* _REQUIRED ACTION_
In the material below, find the line with "task | put a dot on every instance of the upper" and the line with "task | put a dot on every instance of the yellow", then output those two lines and every line between them, exactly.

>>>

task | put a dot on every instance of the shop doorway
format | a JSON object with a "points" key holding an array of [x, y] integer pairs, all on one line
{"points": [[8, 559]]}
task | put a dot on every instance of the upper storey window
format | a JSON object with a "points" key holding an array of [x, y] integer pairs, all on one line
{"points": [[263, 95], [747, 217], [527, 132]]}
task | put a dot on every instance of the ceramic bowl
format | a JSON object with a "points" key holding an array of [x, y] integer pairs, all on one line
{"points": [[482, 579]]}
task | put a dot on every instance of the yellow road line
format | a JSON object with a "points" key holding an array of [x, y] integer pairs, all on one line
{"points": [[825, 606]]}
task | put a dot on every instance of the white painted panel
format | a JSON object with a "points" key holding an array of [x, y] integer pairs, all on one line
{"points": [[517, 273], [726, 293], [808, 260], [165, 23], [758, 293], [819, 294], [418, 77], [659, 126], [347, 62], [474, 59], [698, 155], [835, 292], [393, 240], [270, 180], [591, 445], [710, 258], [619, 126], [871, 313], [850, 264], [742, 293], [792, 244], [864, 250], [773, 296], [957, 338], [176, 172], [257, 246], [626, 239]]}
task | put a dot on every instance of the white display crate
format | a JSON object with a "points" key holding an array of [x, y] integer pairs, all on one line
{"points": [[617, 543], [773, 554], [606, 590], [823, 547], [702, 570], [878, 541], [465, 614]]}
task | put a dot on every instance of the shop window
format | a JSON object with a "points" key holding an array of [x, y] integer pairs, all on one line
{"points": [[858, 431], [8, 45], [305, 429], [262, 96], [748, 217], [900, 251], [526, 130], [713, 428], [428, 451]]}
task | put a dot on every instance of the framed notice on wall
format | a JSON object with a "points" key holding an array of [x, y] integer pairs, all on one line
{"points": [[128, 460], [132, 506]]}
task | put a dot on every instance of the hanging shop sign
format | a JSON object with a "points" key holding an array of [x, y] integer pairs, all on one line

<<<

* _ANSWER_
task | put a dot on every instance of the upper storey window
format | a JSON object with a "points" key holding an array of [x, y] integer pairs, all on one line
{"points": [[263, 95], [747, 217], [527, 132]]}
task | put a dot on every instance of the ceramic bowl
format | a JSON object with a "points" key holding an array of [x, y] integer pairs, all on one line
{"points": [[482, 579]]}
task | put a dot on every instance of the yellow road line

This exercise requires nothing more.